◆ ASSIGNMENT:
Your reply should be a single number, the count of lines in the records that contain the string "glass".

(Stored items from a collection)
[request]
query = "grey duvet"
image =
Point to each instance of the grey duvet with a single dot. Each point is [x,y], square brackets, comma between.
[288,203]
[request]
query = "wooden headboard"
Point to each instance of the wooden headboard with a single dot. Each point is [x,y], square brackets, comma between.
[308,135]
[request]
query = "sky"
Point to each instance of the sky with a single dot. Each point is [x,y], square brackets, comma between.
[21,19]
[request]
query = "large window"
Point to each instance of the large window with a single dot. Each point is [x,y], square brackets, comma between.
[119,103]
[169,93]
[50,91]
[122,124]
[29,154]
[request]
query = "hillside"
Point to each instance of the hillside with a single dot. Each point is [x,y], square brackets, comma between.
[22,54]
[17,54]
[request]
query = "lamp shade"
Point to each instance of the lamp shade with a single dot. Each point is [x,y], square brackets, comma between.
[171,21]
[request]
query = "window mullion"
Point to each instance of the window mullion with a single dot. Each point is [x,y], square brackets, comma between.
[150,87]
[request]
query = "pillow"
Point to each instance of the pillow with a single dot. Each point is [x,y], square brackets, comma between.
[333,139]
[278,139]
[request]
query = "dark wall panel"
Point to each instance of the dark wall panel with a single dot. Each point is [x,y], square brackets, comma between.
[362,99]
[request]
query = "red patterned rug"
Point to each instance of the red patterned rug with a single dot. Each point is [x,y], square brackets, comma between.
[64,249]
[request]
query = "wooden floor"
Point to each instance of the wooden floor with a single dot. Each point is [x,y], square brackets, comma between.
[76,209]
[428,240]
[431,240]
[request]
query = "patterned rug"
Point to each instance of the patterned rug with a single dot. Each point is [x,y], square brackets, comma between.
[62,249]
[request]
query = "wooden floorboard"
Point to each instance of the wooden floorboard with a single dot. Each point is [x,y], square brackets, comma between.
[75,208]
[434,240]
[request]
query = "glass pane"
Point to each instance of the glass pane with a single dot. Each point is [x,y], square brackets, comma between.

◆ TASK RESULT:
2